**Source text:**
Saturday Afternoon: A Meditation on Repetition, Pt. V

Hi all,

It’s been a long time. Too long. Sorry about that. It seems, ever since graduating from college, that I no longer have a sense of time. Without deadlines, time seems to just blur together and weeks and months pass by without much to distinguish them from one another other than the coldening weather. It is snowing today, so I’ll be staying inside most all of the day which makes for a great opportunity to finally write and post this final installment in this miniseries on repetition.

The previous posts had plenty to say about different ways that repetition impacts poems: in essence, functions of repetition. This post will break from that slightly and discuss how poems impact repetition. As noted, there is a lot that happens with repetition; a lot that repetition does for a poem. But it’s not a one-sided relationship. The rest of the poem also does work for the repeated portions. This is where what I call “the hauntedness of repetition” comes to bear. There are a great many poems which I could point to in order to explicate this point: indeed, any poem with a refrain and especially those which are bookended by a set of parallel lines — such as (a personal favorite) Robert. W. Service’s “The Cremation of Sam McGee” which begins and ends with those lovely lines:

There are strange things done in the midnight sun
            By the men who moil for gold;
The Arctic trails have their secret tales
            That would make your blood run cold;
The Northern Lights have seen queer sights,
            But the queerest they ever did see
Was that night on the marge of Lake Lebarge
            I cremated Sam McGee.

**Given information:**
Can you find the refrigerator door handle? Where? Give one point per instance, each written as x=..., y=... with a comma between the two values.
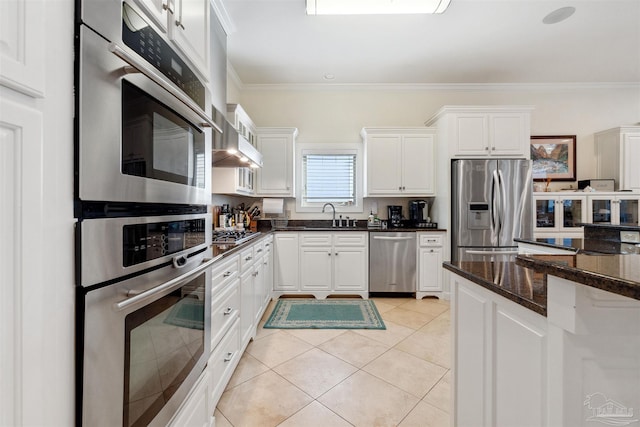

**Objective:** In the post on repetition in poetry, which poem is given as an example that begins and ends with the same lines?

**Result for this task:** "The Cremation of Sam McGee"